Do this >>
Reproduce the data word for word, starting at the line containing "TARGET = rocky foreground ridge" and ending at the final line of the data.

The records >>
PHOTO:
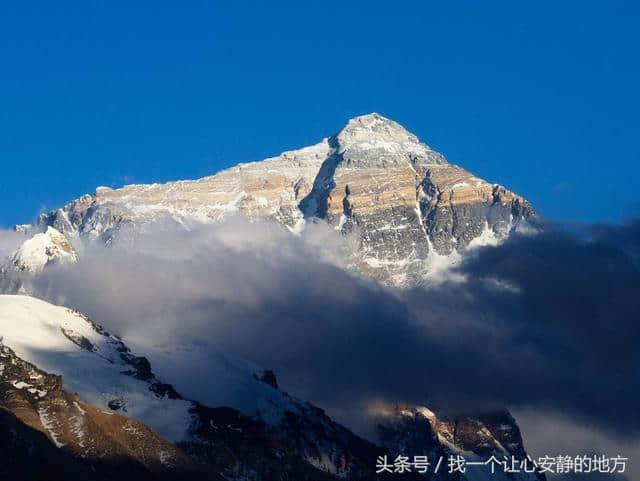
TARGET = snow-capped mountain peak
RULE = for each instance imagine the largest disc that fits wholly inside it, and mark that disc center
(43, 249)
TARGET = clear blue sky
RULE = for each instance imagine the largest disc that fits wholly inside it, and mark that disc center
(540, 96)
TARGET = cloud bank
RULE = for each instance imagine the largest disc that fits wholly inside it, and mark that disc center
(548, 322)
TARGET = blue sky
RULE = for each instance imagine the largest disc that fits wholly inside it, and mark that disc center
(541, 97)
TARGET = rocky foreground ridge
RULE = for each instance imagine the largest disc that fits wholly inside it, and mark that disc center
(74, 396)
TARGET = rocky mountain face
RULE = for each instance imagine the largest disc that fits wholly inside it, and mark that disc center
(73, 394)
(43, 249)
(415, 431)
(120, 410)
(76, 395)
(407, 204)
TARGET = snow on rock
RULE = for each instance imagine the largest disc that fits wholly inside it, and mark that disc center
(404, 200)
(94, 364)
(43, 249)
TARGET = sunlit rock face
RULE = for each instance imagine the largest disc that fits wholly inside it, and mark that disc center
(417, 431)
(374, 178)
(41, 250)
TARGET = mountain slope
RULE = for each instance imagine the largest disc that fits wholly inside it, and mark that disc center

Answer to this task >>
TARGET = rocky foreground ridge
RULE = for each instance imagine the largest disc that fits wholly inside it, and mark that disc center
(74, 396)
TARGET = rocky mountain face
RULE = for each instance imagine the largest disc that fits wholly inside it, and mark that disc center
(73, 394)
(43, 249)
(415, 431)
(120, 410)
(76, 395)
(407, 204)
TARGET = snow on rock
RULE = for each instance imagine the largest disc that fits wholly inside it, and mark that disc center
(404, 200)
(94, 364)
(43, 249)
TARGET = sunlit rock face
RULE = for each instance imagine the largest disc that fits wholly inside it, and mark that disc center
(417, 431)
(374, 178)
(41, 250)
TARGET = mountain slope
RULE = for each instance imagine the largest disc that fits wholly inside it, and mark that disc center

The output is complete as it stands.